Problem to work on
Type out all the data below, word for word.

----

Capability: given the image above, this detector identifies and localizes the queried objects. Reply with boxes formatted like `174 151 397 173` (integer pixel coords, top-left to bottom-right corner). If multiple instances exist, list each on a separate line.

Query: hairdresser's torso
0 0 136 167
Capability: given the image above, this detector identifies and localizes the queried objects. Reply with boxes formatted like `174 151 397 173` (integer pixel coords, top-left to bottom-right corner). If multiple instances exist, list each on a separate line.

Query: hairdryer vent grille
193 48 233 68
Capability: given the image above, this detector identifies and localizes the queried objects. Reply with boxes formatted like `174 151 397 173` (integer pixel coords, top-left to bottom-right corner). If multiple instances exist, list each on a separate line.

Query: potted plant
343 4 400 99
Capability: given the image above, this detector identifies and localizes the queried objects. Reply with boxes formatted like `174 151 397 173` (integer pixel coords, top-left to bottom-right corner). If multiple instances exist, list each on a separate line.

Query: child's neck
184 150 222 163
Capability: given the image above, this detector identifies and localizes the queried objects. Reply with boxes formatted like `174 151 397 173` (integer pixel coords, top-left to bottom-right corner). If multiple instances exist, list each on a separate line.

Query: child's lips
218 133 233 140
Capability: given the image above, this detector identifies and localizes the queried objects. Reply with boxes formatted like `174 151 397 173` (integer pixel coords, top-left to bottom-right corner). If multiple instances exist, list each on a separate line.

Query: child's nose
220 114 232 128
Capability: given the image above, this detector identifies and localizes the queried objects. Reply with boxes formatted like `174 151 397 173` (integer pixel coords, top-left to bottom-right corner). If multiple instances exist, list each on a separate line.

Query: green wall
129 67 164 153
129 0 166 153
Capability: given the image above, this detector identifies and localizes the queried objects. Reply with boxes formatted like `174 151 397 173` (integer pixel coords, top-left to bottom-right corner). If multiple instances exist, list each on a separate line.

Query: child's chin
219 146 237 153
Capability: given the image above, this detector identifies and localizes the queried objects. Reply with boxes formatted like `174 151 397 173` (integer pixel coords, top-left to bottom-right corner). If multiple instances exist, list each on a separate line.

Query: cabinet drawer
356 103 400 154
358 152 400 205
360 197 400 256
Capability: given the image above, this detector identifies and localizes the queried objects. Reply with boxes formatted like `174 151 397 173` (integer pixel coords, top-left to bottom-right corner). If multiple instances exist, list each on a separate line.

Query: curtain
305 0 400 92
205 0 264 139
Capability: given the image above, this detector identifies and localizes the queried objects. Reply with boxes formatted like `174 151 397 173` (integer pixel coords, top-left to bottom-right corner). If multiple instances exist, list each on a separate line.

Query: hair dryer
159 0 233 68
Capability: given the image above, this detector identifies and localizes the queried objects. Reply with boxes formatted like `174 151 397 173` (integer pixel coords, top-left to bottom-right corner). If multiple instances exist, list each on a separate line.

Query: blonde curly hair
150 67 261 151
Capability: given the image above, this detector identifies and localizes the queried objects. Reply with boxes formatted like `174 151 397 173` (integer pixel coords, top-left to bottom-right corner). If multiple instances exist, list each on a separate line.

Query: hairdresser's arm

----

Final answer
Capability: given the image above, this detector identifies and localizes the queried objects. Reply with boxes formatted like `174 151 397 173` (integer pixel coords, top-left to bottom-right corner). If multiple instances exist, list each on a separate line.

Query: hairdresser's torso
0 0 136 167
Capability: given the image above, this detector identifies and localizes the queried objects. Reply with boxes formatted like `174 151 397 173` (integer pixel coords, top-left to bottom-right corner). If multiple instances exist, list each on a separate line.

Query: hairdryer vent grille
193 48 233 68
Capability: given the image above, this detector identifies and localizes the queried objects. Reply with boxes formatted like `174 151 397 173` (integer pixel coords, top-left to bottom-right corner). If multiple instances exist, list each on a separate line.

Query: potted plant
343 4 400 99
Capability: given the image above, this detector identifies and localizes the queried objects. Reply with boxes formatted like `174 151 397 173` (integer pixel coords, top-left to bottom-right corner). If multiple instances exist, list each on a separate line.

Query: child's neck
184 150 222 163
Capability: given the image above, this detector identifies and localizes the queried objects. Reply with boxes formatted like `174 151 397 173` (integer pixel coords, top-left to bottom-right corner). If multiple instances exist, list each on a separate line.

Query: child's lips
218 133 233 140
Capability: given the image above, this detector identifies and localizes the queried objects. Reply with boxes formatted like `174 151 397 173` (integer pixel coords, top-left to bottom-right corner). If multiple instances exist, list each on a separate line.

Query: child's nose
220 114 232 128
Capability: given the image above, this detector identifies and localizes the queried objects. Reply with boxes formatted like `174 151 397 173` (integer pixel coords, top-left to bottom-right corner). If multiple instances exist, list each on a separate line.

Query: green wall
129 67 164 153
129 0 166 153
Capability: given the image above, this detector identifies and localizes the queried objects. Reply with boxes formatted like `174 151 397 173` (integer pixel coords, top-left to bottom-right corner). If multiple instances exist, list each on a separate line.

Query: child's chin
219 146 237 153
Capability: given the image above, this detector identifies and localizes the queried objects. Reply with boxes formatted like `174 151 397 173` (integer pixel coords, top-left to bottom-right corner). If multiple instances exist, list each on a separate line.

Query: cabinet drawer
356 103 400 154
358 152 400 205
360 197 400 256
Capability: given the image above, this detector identifies and localizes the queried objects. Reply with boxes formatted like `174 151 397 173` (integer pixel coords, top-left to bottom-right corner). If multiple instances exist, list each on a separate line.

Query: curtain
305 0 400 92
205 0 264 139
Capability: given the image above, this detector identifies and localizes the queried objects. Reply with boxes formatted like `174 151 397 173` (integer pixel coords, top-left to bottom-right corner). If multiple instances exist, list each on a separate line.

Query: hair dryer
159 0 233 68
Capability: given the image above, this detector identifies and localizes the queried objects. Reply with boxes formatted like `174 151 397 173` (integer pixel coords, top-left to bottom-right corner). If multiple instances exist, list each on a separate line.

Query: blonde curly hair
150 67 261 151
Capability: given the image above, this detector identifies and localizes the queried objects. Reply with boxes formatted like `174 151 397 173` (integer pixel coords, top-left to bottom-right corner). If multiple instances exist, list each on a separate line.

Query: hairdresser's arm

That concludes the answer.